• [Items listed in a dataset]
◇ ◇ ◇

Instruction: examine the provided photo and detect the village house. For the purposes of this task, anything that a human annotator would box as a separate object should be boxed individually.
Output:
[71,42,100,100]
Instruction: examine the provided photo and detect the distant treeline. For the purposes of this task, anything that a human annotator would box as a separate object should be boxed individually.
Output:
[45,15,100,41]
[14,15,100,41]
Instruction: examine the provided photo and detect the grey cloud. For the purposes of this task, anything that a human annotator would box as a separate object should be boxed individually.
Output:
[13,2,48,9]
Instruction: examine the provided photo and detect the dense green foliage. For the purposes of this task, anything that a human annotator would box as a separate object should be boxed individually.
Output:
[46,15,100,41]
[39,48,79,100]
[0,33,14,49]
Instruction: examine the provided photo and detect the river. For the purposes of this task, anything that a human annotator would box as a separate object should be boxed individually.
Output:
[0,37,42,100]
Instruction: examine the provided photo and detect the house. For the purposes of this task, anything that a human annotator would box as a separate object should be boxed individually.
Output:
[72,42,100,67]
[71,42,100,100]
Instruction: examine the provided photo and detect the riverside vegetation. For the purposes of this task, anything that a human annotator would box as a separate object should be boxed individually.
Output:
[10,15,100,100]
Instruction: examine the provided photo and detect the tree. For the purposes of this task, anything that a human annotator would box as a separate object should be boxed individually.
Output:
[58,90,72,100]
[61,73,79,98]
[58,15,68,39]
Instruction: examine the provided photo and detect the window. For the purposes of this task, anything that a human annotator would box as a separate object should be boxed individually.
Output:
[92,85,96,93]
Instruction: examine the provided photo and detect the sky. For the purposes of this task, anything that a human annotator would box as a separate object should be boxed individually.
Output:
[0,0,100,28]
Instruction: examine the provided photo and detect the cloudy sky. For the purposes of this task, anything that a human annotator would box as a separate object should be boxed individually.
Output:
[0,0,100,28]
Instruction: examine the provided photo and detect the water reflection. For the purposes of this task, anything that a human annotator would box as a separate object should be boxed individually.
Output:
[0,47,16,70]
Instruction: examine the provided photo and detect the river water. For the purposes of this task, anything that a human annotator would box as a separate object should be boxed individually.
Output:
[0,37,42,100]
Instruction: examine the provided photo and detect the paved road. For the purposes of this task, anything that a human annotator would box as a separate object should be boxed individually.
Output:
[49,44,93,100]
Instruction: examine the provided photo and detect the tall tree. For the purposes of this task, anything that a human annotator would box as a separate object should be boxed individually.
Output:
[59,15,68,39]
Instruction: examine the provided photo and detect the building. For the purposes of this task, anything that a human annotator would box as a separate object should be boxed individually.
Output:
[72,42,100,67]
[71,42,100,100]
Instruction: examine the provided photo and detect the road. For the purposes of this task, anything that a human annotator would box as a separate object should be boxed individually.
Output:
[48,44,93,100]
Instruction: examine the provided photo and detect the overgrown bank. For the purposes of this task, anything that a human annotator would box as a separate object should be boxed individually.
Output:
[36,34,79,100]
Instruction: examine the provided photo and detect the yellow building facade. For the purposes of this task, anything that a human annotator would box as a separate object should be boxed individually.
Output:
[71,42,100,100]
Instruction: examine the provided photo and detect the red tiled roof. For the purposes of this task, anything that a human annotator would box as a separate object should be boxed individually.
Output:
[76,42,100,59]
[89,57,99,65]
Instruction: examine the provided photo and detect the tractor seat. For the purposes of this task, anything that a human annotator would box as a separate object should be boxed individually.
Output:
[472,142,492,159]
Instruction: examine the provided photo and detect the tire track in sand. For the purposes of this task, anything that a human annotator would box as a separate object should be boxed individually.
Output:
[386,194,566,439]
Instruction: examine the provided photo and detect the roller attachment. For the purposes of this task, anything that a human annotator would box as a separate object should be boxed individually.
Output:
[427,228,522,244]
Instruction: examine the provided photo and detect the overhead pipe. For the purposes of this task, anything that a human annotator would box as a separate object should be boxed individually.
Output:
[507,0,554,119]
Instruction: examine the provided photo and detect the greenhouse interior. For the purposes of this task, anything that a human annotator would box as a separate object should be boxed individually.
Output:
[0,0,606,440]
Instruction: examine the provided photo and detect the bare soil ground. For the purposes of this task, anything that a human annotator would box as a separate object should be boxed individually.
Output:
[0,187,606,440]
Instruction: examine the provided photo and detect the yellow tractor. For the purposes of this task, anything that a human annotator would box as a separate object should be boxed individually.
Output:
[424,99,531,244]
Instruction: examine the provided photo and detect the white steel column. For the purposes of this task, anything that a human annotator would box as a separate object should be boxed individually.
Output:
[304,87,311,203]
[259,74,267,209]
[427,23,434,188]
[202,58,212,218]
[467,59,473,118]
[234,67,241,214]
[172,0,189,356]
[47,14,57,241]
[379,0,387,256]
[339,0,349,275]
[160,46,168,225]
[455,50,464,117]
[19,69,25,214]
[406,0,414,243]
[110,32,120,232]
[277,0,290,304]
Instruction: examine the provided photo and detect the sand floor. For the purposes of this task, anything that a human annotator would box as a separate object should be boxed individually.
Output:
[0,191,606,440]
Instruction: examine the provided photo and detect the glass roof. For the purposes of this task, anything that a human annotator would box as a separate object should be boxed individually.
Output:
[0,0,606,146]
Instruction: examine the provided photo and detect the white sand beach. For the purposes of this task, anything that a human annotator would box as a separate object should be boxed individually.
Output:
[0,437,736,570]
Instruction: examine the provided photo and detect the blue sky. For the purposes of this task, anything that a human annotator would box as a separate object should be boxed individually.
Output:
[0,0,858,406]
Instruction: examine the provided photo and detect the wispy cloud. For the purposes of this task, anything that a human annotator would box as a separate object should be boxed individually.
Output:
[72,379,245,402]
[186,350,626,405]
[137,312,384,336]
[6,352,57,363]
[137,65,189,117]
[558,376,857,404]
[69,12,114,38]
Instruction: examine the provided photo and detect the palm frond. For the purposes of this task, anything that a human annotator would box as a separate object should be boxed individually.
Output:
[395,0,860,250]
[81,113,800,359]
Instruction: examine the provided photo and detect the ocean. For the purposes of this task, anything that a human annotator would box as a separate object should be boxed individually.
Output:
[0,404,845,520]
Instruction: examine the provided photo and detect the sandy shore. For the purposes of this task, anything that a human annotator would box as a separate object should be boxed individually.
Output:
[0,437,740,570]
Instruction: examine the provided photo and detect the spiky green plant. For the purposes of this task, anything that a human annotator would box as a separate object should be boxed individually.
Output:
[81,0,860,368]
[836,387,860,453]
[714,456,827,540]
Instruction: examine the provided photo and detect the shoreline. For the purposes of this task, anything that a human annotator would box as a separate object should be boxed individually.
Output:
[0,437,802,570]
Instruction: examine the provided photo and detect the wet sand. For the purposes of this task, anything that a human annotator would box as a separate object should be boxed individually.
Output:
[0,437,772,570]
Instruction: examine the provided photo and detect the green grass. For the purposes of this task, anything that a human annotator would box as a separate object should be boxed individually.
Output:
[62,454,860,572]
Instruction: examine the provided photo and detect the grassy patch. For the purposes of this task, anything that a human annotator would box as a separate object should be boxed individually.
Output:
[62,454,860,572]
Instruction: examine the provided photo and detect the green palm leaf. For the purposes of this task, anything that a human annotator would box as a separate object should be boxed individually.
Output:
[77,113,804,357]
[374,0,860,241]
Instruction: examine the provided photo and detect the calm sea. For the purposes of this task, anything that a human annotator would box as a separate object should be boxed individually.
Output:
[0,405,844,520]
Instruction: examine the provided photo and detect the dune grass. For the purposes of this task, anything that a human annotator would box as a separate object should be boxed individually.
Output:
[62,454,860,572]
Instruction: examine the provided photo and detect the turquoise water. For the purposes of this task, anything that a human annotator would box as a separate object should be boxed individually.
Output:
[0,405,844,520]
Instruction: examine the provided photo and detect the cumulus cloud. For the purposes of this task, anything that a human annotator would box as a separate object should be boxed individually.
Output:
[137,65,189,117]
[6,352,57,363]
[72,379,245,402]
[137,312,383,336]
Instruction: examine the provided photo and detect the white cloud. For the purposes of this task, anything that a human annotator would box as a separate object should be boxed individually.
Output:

◇ ◇ ◇

• [Exercise] Copy only the rows from the line with "Instruction: examine the provided photo and detect the ocean." to the line with "[0,404,845,520]", replacing "ocean" with "sea" and leaving everything else unchanged.

• [Finished task]
Instruction: examine the provided photo and detect the sea. For the purposes of this task, anything that a human annotator would box as a separate object should be boxed individually.
Output:
[0,404,845,520]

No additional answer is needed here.